» Data to process
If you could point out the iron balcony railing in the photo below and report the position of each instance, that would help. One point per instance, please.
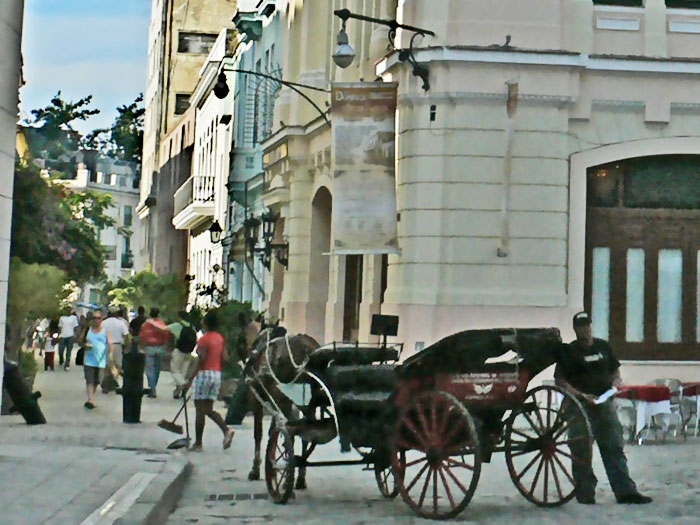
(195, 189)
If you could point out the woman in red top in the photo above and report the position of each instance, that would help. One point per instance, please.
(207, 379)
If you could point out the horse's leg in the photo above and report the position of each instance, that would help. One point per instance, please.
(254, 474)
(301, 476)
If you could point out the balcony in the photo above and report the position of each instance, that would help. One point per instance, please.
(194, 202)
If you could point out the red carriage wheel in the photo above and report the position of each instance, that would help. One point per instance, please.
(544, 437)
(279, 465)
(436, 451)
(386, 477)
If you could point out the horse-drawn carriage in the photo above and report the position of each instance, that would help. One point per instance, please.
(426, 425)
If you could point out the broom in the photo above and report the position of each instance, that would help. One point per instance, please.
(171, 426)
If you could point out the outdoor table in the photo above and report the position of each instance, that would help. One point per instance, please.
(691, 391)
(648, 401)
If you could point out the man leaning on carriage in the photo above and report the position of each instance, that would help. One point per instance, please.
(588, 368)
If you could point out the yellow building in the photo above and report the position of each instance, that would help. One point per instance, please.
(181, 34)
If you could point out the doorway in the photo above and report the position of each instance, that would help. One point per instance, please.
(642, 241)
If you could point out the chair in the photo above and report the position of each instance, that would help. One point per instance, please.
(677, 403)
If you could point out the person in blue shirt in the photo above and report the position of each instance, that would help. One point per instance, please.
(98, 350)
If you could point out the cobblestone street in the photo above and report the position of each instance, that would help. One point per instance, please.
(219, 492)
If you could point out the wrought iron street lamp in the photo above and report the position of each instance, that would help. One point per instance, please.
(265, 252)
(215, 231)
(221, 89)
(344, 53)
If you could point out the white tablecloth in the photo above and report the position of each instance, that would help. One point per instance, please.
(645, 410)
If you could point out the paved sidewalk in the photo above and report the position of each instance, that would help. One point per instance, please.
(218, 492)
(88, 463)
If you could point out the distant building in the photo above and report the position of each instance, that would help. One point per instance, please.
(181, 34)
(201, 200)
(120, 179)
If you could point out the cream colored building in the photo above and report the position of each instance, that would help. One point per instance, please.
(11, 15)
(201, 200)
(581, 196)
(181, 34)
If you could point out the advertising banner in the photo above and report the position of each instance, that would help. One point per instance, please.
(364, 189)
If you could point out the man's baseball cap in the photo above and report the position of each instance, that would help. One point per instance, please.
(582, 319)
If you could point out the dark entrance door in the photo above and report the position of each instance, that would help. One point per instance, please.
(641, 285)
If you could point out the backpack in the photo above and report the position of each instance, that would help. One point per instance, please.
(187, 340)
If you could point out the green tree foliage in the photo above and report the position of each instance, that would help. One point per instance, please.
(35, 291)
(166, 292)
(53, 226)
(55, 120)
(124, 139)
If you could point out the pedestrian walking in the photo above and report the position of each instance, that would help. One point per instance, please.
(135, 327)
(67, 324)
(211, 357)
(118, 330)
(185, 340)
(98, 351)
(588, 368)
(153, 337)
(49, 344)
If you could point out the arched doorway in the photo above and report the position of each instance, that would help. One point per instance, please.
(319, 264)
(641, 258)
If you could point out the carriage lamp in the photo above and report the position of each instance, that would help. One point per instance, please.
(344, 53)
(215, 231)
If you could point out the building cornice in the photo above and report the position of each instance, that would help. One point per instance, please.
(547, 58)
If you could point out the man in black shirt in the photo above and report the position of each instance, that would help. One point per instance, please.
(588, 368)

==

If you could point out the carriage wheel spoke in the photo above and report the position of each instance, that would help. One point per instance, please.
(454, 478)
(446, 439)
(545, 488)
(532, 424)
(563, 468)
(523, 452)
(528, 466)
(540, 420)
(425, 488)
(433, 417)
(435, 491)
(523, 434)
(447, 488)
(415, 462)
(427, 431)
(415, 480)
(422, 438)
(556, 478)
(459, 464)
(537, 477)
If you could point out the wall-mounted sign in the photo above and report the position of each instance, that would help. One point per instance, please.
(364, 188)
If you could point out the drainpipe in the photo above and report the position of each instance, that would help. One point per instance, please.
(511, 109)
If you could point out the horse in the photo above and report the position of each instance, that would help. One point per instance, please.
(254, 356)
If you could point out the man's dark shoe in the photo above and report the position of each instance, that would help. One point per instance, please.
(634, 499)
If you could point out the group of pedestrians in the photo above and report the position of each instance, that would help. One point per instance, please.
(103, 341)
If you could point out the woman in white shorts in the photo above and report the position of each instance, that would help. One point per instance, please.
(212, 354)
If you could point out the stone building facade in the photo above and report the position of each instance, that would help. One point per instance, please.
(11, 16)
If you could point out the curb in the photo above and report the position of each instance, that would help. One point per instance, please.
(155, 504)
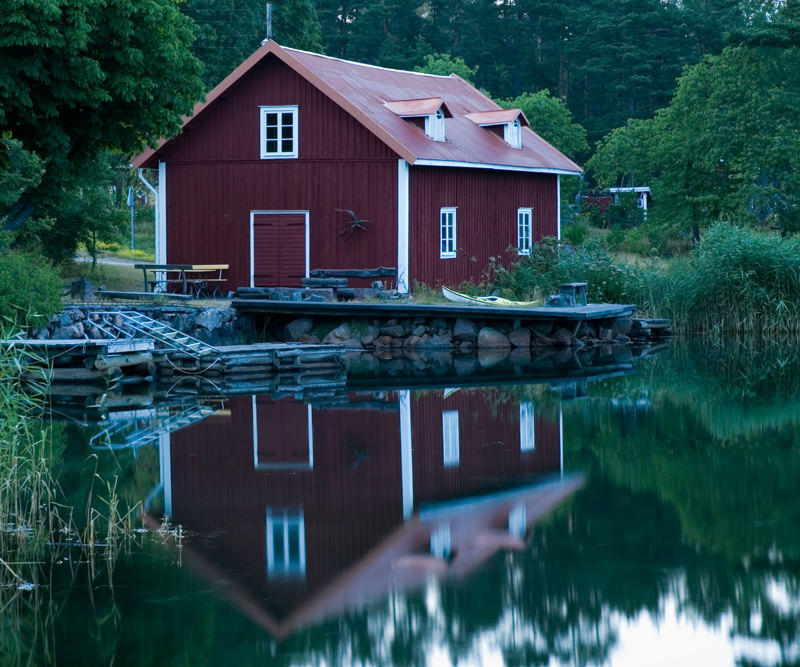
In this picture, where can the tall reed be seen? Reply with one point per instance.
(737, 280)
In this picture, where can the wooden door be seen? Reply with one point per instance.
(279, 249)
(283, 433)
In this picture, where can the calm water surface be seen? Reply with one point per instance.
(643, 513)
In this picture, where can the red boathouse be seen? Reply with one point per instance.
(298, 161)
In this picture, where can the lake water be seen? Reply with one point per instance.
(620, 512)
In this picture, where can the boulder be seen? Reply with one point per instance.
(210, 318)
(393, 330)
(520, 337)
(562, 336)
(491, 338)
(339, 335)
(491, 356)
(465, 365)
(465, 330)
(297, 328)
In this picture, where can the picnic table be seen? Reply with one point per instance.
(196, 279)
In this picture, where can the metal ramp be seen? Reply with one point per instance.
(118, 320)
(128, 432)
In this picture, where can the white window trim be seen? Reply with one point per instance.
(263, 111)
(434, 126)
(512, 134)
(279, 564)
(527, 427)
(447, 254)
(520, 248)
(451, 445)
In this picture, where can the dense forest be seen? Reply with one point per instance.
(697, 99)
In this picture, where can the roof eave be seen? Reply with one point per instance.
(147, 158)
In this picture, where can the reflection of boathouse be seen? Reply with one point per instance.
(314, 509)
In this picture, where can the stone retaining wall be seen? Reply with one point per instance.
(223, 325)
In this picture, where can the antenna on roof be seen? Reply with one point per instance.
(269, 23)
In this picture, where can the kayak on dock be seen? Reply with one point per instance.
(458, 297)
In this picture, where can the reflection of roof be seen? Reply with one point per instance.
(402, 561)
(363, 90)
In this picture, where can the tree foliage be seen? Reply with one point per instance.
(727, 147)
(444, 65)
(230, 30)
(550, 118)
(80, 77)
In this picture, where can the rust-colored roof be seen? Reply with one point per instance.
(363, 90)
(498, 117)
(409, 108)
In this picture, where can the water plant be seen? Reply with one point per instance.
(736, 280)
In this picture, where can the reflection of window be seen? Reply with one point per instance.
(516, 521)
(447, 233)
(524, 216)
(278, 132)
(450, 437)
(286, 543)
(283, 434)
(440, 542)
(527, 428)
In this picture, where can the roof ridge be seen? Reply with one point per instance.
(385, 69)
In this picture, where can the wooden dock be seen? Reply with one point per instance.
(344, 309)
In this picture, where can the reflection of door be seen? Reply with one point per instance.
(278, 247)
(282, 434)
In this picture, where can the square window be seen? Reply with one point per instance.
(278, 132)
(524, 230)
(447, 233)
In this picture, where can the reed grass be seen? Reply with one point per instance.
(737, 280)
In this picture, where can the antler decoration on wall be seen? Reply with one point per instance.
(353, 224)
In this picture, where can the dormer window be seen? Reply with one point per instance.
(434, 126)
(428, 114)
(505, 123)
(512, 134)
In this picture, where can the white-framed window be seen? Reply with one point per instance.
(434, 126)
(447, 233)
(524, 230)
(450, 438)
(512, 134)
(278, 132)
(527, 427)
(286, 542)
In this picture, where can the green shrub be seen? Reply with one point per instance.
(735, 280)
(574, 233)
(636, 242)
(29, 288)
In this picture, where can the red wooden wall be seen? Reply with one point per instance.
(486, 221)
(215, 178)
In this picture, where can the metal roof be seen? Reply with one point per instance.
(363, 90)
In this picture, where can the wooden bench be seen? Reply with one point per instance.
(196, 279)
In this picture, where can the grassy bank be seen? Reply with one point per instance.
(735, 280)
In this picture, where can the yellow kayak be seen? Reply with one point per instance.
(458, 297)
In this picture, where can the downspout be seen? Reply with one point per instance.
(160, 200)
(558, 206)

--

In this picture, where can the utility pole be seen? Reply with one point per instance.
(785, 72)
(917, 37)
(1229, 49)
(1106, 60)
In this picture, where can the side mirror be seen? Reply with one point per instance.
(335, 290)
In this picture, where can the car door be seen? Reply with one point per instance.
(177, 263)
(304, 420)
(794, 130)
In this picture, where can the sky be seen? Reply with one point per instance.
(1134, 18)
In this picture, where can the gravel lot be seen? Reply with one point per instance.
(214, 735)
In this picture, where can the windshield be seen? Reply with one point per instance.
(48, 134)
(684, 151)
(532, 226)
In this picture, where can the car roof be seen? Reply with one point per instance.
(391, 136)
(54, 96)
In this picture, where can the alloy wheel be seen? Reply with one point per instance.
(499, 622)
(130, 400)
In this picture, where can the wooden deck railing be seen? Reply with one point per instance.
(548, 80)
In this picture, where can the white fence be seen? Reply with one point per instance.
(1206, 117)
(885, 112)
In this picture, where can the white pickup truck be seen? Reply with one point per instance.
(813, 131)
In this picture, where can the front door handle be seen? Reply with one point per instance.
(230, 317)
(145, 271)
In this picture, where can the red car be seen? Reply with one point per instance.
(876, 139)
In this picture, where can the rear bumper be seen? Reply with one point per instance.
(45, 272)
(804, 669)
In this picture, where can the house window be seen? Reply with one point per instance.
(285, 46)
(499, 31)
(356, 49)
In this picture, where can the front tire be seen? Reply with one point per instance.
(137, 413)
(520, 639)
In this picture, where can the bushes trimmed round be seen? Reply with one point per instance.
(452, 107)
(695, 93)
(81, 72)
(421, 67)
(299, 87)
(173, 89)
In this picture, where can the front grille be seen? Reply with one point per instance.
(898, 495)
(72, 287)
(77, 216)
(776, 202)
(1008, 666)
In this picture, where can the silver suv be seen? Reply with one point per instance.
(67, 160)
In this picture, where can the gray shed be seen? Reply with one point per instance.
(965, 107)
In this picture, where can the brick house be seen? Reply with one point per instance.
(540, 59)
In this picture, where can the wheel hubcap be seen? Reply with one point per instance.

» Action item
Reproduce exactly the lines of the records above from the one with "In this picture, where can the silver" to the one with "In this picture, where can the wheel", both included, and leave out everything else.

» Output of the exercise
In this picture, where can the silver suv be seen? Reply with one point per instance.
(67, 160)
In this picture, where can the gray shed be seen? Reply with one point per instance.
(965, 107)
In this picture, where can the brick house be seen? Reply with one point per instance.
(540, 59)
In this picture, where can the wheel hubcap be seen? Reply with one point per instance.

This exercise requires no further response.